## Work to complete
Repeat the listing in full, preserving every character.

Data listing

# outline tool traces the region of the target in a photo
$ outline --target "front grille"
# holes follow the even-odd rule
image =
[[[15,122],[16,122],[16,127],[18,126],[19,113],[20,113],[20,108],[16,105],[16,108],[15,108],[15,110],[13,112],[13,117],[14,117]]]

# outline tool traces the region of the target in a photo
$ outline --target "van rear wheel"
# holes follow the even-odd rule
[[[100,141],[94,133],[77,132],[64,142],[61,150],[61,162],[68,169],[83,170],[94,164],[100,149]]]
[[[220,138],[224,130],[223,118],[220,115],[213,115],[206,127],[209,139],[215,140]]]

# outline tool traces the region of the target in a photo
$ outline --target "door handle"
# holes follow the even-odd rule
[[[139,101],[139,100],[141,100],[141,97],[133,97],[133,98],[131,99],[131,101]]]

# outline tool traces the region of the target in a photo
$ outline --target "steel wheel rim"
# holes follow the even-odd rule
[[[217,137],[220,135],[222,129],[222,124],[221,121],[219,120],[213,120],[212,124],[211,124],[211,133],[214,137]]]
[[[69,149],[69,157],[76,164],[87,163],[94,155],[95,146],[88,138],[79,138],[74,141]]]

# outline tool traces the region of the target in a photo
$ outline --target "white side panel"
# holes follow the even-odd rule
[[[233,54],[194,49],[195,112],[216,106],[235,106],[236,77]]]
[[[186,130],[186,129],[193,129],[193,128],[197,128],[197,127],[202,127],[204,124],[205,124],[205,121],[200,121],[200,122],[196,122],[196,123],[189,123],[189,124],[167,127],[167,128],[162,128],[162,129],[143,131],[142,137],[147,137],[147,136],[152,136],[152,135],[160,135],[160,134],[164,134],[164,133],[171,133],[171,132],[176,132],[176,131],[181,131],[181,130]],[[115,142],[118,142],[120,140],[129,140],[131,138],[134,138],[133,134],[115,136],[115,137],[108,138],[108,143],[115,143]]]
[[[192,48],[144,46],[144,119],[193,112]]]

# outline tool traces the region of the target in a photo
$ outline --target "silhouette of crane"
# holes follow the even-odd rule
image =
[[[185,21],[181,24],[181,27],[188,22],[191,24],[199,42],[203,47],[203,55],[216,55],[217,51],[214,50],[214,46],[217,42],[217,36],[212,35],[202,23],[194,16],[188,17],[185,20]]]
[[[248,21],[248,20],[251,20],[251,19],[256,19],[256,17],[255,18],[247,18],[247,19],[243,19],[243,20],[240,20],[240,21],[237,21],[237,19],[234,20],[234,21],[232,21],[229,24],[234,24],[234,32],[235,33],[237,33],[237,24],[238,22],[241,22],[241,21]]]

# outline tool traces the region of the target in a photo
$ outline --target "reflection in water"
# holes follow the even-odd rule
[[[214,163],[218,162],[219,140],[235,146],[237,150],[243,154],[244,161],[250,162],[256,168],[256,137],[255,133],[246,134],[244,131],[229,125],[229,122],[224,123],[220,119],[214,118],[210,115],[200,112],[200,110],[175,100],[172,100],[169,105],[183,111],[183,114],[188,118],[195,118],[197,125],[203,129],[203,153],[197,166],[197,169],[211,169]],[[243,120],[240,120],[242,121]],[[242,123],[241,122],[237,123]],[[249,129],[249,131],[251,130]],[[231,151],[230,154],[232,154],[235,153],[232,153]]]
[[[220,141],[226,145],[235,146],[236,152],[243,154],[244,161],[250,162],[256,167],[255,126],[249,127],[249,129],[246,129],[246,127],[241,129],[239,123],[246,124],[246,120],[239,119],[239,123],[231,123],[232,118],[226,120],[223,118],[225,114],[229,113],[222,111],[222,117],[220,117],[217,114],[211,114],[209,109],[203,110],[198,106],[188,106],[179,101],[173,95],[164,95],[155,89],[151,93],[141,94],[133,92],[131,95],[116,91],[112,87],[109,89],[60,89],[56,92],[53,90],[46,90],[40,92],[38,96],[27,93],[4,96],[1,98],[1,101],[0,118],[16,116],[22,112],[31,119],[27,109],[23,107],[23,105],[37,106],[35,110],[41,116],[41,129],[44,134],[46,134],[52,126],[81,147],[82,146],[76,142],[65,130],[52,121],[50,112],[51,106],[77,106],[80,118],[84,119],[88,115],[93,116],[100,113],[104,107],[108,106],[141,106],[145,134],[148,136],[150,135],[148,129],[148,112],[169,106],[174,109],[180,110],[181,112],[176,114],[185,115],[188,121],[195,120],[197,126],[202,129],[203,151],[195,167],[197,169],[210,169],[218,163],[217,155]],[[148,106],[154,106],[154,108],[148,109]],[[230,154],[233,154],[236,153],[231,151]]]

## Result for this task
# outline tool traces the region of the target in a photo
$ outline --target "front grille"
# holes follow the even-odd rule
image =
[[[15,122],[16,122],[16,127],[18,126],[19,113],[20,113],[20,108],[16,105],[16,108],[15,108],[15,110],[13,112],[13,117],[14,117]]]

# outline tool traces the region of the target in a photo
$ outline --target "van rear wheel"
# holes follow the even-odd rule
[[[100,141],[94,133],[77,132],[64,142],[61,150],[61,162],[68,169],[83,170],[94,164],[100,149]]]
[[[220,138],[224,130],[223,118],[220,115],[213,115],[206,127],[209,139],[215,140]]]

# outline tool traces the region of the target in a photo
$ outline --target "door handle"
# holes follow the even-odd rule
[[[139,101],[139,100],[141,100],[141,97],[133,97],[133,98],[131,99],[131,101]]]

# outline tool traces the region of the target in a photo
$ outline --target "steel wheel rim"
# holes follow the even-odd rule
[[[217,137],[220,135],[222,129],[222,124],[221,121],[219,120],[213,120],[212,124],[211,124],[211,133],[214,137]]]
[[[69,149],[69,157],[76,164],[87,163],[94,155],[95,146],[88,138],[79,138],[74,141]]]

# outline tool traces the region of the target in a photo
$ outline --target "white side panel"
# holes follow the even-odd rule
[[[233,54],[194,49],[195,112],[216,106],[235,106],[236,77]]]
[[[186,130],[186,129],[193,129],[193,128],[197,128],[197,127],[202,127],[204,124],[205,124],[205,121],[200,121],[200,122],[196,122],[196,123],[189,123],[189,124],[167,127],[167,128],[162,128],[162,129],[143,131],[142,137],[147,137],[147,136],[152,136],[152,135],[160,135],[160,134],[164,134],[164,133],[171,133],[171,132],[176,132],[176,131],[181,131],[181,130]],[[115,142],[118,142],[120,140],[129,140],[131,138],[134,138],[133,134],[115,136],[115,137],[108,138],[108,143],[115,143]]]
[[[192,48],[144,46],[144,119],[193,112]]]

# outline tool traces the region of the target in a photo
$ outline --target "silhouette of crane"
# holes follow the even-odd rule
image =
[[[185,21],[181,24],[181,27],[188,22],[191,24],[199,42],[203,47],[203,55],[216,55],[217,51],[214,50],[214,46],[217,42],[217,36],[212,35],[202,23],[194,16],[188,17],[185,20]]]
[[[248,21],[248,20],[251,20],[251,19],[256,19],[256,17],[255,18],[247,18],[247,19],[243,19],[243,20],[240,20],[240,21],[237,21],[237,19],[234,20],[234,21],[232,21],[229,24],[234,24],[234,32],[235,33],[237,33],[237,24],[238,22],[241,22],[241,21]]]

# outline tool traces the region of the target in a photo
$ outline --target "reflection in water"
# holes follow the even-odd rule
[[[214,163],[218,162],[219,140],[235,146],[237,150],[243,154],[244,161],[250,162],[256,168],[256,137],[255,133],[246,134],[244,131],[229,125],[229,122],[224,123],[220,119],[214,118],[210,115],[200,112],[200,110],[175,100],[172,100],[169,105],[183,111],[183,114],[188,118],[195,118],[197,125],[203,129],[203,153],[197,166],[197,169],[211,169]],[[243,120],[240,120],[242,121]],[[242,123],[241,122],[237,123]],[[249,129],[249,131],[251,130]],[[231,151],[230,154],[232,154],[235,153],[232,153]]]
[[[220,141],[226,145],[235,146],[236,152],[243,154],[244,161],[250,162],[256,167],[255,126],[249,127],[249,129],[246,129],[246,127],[241,129],[239,123],[246,124],[246,120],[239,119],[239,123],[231,123],[232,118],[226,120],[223,118],[225,114],[229,113],[222,111],[222,117],[220,117],[217,114],[211,114],[209,109],[203,110],[198,106],[188,106],[179,101],[173,95],[164,95],[155,89],[151,93],[141,94],[133,92],[131,95],[116,91],[112,87],[109,89],[60,89],[56,92],[53,90],[46,90],[40,92],[38,96],[27,93],[4,96],[1,98],[1,101],[0,118],[16,116],[22,112],[31,119],[27,109],[23,107],[23,105],[37,106],[35,110],[41,116],[41,129],[44,134],[46,134],[52,126],[81,147],[82,146],[76,142],[65,130],[52,121],[50,112],[51,106],[77,106],[80,118],[84,119],[88,115],[93,116],[100,113],[104,107],[108,106],[141,106],[145,134],[148,136],[150,135],[148,129],[148,112],[169,106],[174,109],[180,110],[181,112],[176,114],[185,115],[188,121],[195,120],[197,126],[202,129],[203,151],[195,167],[197,169],[210,169],[218,163],[217,155]],[[148,106],[154,106],[154,108],[148,109]],[[230,154],[233,154],[236,153],[231,151]]]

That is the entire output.